>>>>

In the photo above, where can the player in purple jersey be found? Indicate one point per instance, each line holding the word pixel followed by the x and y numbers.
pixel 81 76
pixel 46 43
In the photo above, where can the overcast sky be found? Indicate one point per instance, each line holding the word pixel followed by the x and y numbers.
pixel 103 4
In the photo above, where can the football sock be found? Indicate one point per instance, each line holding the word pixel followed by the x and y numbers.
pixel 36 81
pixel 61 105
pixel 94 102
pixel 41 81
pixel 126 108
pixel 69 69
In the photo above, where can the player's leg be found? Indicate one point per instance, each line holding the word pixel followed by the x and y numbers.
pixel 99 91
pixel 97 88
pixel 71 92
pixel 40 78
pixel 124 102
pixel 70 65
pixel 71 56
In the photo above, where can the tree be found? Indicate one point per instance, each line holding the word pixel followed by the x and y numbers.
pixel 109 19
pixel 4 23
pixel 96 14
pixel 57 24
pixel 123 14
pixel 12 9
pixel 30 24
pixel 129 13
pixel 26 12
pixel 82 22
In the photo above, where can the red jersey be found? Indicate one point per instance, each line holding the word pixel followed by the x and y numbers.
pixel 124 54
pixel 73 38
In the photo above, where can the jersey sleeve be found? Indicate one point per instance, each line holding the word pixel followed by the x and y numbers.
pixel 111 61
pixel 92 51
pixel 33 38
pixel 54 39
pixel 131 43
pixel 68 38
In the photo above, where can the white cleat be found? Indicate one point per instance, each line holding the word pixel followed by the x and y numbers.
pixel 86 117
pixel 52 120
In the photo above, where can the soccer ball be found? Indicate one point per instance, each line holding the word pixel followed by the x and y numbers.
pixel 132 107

<<<<

§ WORK REQUIRED
Would you transcribe exactly the lines from the one containing "In the photo above, where can the white" to the end of the material, and leave out the rest?

§ RESPONSE
In the photo above, where can the white cleat be found? Indicate one point per instance, each line holding the word pixel followed by the x and y numbers.
pixel 86 117
pixel 52 120
In the photo above, where can the soccer ball be found? Indicate one point per instance, each line holding the word pixel followed by the x and y numbers.
pixel 132 107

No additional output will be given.